There are currently many persons with disabilities living in nursing homes, other residential facilities, and houses in the community who are subject to some form of deprivation of liberty. At present, the only way these arrangements can be lawfully authorised, reviewed, and scrutinised is through the wardship procedure. 

In its submission, the Bar of Ireland said that when the sections of the ADMA dealing with deprivation of liberty are brought into operation, this will remove the legal basis for regulating restrictions on liberty of a large cohort of people. 

The Bar of Ireland said it is concerned that this will bring about a legal vacuum where extremely vulnerable people will either be unlawfully deprived of their liberty or released from detention orders, which are a necessary element of their care and treatment. 

The Bar of Ireland maintained that the absence of DOLS will place that cohort of people at significant risk of harm. 

The Bar of Ireland pointed out that the Supreme Court and the European Court of Human Rights have made it clear that, in the absence of safeguards, many of the living arrangements for persons with disabilities who are detained or have restrictions placed on them are not lawful. 

Government response 

MI put these criticisms to Minister O’Gorman and sought his response. 

A spokesperson for the Executive told MI that in relation to the concerns of the HSE in respect of section 38(2) of the 2015 Act, and to clarify the proper vehicle for applications to the courts where detention may be linked to treatment or care, the Minister moved an amendment to the 2022 Bill at report stage in the Dáil. 

The amendment adds a new subsection (5) to section 4 stating that “nothing in this Act shall affect the inherent jurisdiction of the High Court to make orders for the care, treatment or detention of persons who lack capacity”. 

“This was introduced to the Bill to ensure that the High Court, which has competence with regard to the protection and vindication of constitutional rights, would consider any need for detention linked to care or treatment,” said the spokesperson. 

[The concerns that related to the jurisdiction of the High Court were raised by the Bar of Ireland. The HSE did not raise any concerns about the jurisdiction of the High Court]. 

In relation to the criticisms by the Bar of Ireland, the Minister’s spokesperson told MI that he moved additional amendments to the Bill to strengthen the provisions regarding the review of detention arrangements in part 10 (sections 104-108) of the 2015 Act. The amendments add new subsections (3A) to sections 107 and 108 and provide for additional applications by a ward’s committee or legal representative where the ward is detained.

Records provided:
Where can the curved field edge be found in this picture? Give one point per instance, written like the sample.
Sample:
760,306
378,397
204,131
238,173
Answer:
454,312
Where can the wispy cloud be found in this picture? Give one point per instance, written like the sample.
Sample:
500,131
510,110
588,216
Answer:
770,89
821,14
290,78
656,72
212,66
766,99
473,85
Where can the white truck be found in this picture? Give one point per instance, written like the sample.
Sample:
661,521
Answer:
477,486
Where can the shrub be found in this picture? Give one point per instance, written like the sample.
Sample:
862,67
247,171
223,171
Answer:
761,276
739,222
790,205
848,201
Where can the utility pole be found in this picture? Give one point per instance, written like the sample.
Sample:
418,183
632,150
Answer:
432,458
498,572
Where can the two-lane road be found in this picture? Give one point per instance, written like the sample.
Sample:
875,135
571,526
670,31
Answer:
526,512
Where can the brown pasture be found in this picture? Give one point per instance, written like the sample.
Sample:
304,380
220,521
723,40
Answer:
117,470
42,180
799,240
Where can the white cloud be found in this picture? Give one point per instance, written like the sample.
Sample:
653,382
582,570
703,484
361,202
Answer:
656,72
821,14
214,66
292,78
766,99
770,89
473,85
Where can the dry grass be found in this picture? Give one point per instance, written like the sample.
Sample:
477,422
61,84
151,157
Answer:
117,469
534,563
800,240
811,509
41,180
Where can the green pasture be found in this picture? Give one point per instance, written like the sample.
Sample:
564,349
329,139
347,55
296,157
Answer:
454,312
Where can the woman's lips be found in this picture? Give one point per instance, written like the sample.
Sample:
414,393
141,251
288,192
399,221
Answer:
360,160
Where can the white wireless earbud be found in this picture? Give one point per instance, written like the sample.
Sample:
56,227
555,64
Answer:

Activity list:
a – Answer these from the article on deprivation of liberty:
(i) Which body said that bringing the ADMA deprivation-of-liberty sections into operation would remove the legal basis for regulating restrictions on liberty?
(ii) What new subsection does the amendment add to section 4?
(iii) Which sections make up part 10 of the 2015 Act?
b – Restate the passage of the article on deprivation of liberty starting at "In relation to the criticisms" and ending at "ward is detained.", swapping "detention arrangements" for "detention orders".
c – Carry on the article on deprivation of liberty from the point where it stops.
The rows aren't needed for this work.

Answers per task:
a –
(i) The Bar of Ireland
(ii) Subsection (5)
(iii) Sections 104-108

b –
In relation to the criticisms by the Bar of Ireland, the Minister’s spokesperson told MI that he moved additional amendments to the Bill to strengthen the provisions regarding the review of detention orders in part 10 (sections 104-108) of the 2015 Act. The amendments add new subsections (3A) to sections 107 and 108 and provide for additional applications by a ward’s committee or legal representative where the ward is detained.

c –
In the absence of such a scheme we are very concerned that the provisions of s.38(2) will become a de-facto scheme on deprivation of liberty without the appropriate legal safeguards… 

Speaking during committee stage in the Seanad on 6 October 2022, Minister O’Gorman said that the amendments ensure that appropriate detention review periods are in place. 

“This increased frequency of review proceedings will further protect the rights of relevant persons and bring provisions in line with those of the Mental Health Act 2001,” said the Minister. 

The section of the 2015 Act complained of by the Bar of Ireland, section 108(2), has not been amended. 

The HSE and the Bar of Ireland were asked for their views on these amendments. 

A spokesperson for the HSE said that the HSE assisted decision-making implementation steering group is satisfied with the amendment made in respect of section 38(2). 

The steering group was specifically concerned about the lack of clarity in the legislation regarding the limitations of the exercise of the authority of the Circuit Court under this section. The amendment clarifies that, following the abolition of wardship, the High Court will be the court that considers matters relating to deprivation of liberty. 

A spokesperson for the Bar of Ireland told MI that the submission was prepared in response to draft legislation at a particular stage in the legislative process, which has now passed. 

“We haven’t formed a view on the further proposed amendments, although it’s something we will keep under consideration,” said the spokesperson.